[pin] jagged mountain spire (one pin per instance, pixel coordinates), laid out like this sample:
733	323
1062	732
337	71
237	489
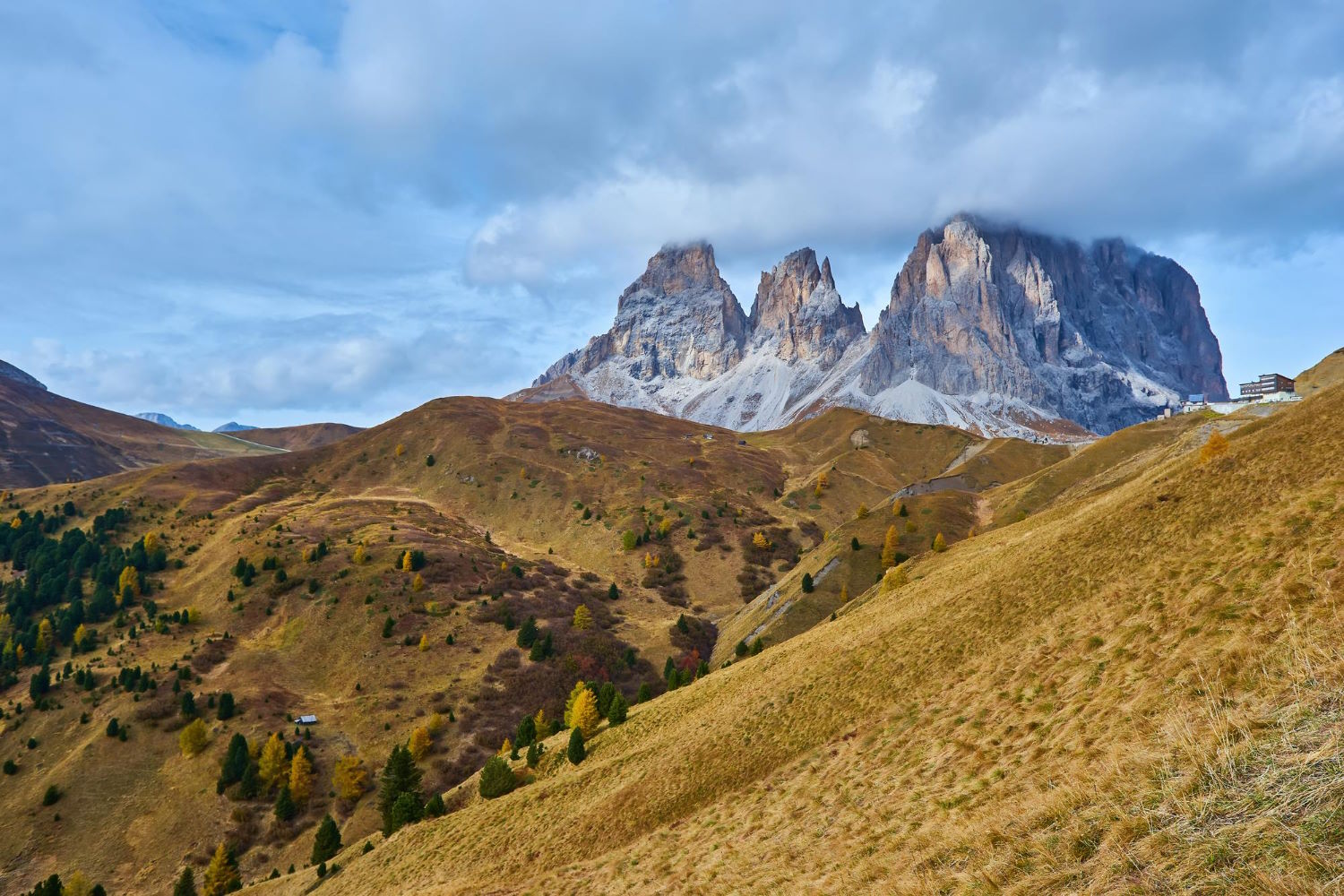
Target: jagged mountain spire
991	328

++++++++

→ Given problem:
Update the listing above by replacing "jagged mountain spire" with "rocky summit" and changing nothing else. Leave the pictures out of your answer.

→ The solution:
[pin] rocky summit (one pin per instance, pixel coordinates), laid out like this sample:
733	323
1062	732
337	71
237	489
Target: rocky summit
991	328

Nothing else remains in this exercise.